PROVIDED PASSAGE:
Bye bye Europe

My first visit was to northern France on a posh camping trip with my parents. We drove down, got the ferry across (to St.Malo I think), and then head to southern Brittany to a pre-erected tent with beds, a fridge, cooking equipment, table and chairs. It was warm, but a different kind of heat than I’d ever experienced a dry, crisp heat, different from the muggy humid heat of a Scottish summer. I was 15.

The next year we did the same, visiting different camp sites (but always with everything ready and waiting for us when we got there), and I also went to Ibiza for a fortnight. What a summer that was, five weeks of holidays!

Then it was southern Spain for many years, with my in-laws owning property in Nerja, and latterly Torrox. Cheap flights and accommodation, guaranteed sunshine, we took as much benefit of those times as we could.

After that my next country was Hungary, a visit to Budapest with friends, then Denmark and Copenhagen for a work conference, and more recently I took myself to Germany to visit Berlin and last year we headed to Sweden for a wonderful long weekend in Gothenburg.

It’s been a few days since the UK officially left the European Union. Brexit was voted for by the majority (a few years ago), and we have a political party who drove it home knowing it would allow them to retain power for a few more years at least.

Europe still exists, of course, but it’s different now. Well, not now, the trade agreements, the laws, the ratification and debate will take some time to come to decisions on some things so for a while nothing will change. Until slowly, the change begins.

I don’t know what those changes will be, it seems likely that we will end up paying more for things than we have in the past. It may mean it becomes cheaper to visit non-European countries, or prices travel out of the reach for many people. It may mean some of the things we have grown used to having are no longer available to us, be they products, services, or just cultural experiences.

I did not vote for Brexit.

I do not know what the future will hold, maybe it will all be fine.

But my real fear isn’t in the cost to me (although that fear is real and valid) but that this is one more step towards a more nationalistic view, the return to the sovereign state, the continued focused on southern England as the ‘UK’, and the slow eradication of all the wonderful regional differences that England, Scotland, Wales and Northern Ireland currently enjoy.

DATA SHOWN:
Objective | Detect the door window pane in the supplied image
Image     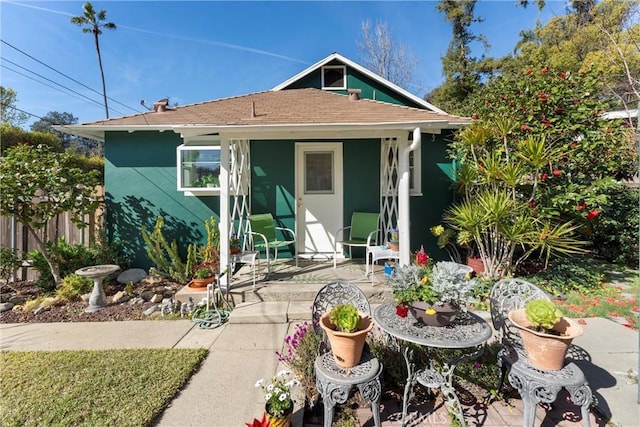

DIRECTIONS FOR THIS TASK:
From the paragraph of the post about leaving Europe that begins "After that my next country was Hungary," list every country the writer names, each with the city visited there.

SOLUTION TO THIS TASK:
- Hungary: Budapest
- Denmark: Copenhagen
- Germany: Berlin
- Sweden: Gothenburg